Display every line of the rows below that contains the word "study". Treat uppercase and lowercase as different.

▶ [Given data]
• • • • •
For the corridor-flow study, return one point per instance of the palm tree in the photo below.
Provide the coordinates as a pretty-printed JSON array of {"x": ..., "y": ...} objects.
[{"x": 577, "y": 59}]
• • • • •
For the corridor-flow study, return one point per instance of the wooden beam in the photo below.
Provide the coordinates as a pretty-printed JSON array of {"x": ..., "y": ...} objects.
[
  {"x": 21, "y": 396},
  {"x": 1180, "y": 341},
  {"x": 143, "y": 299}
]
• • • • •
▶ [Task response]
For the corridor-flow study, return one point per instance of the palm tree in the photo below.
For the corridor-flow study, return one point per instance of the wooden beam in the photo below.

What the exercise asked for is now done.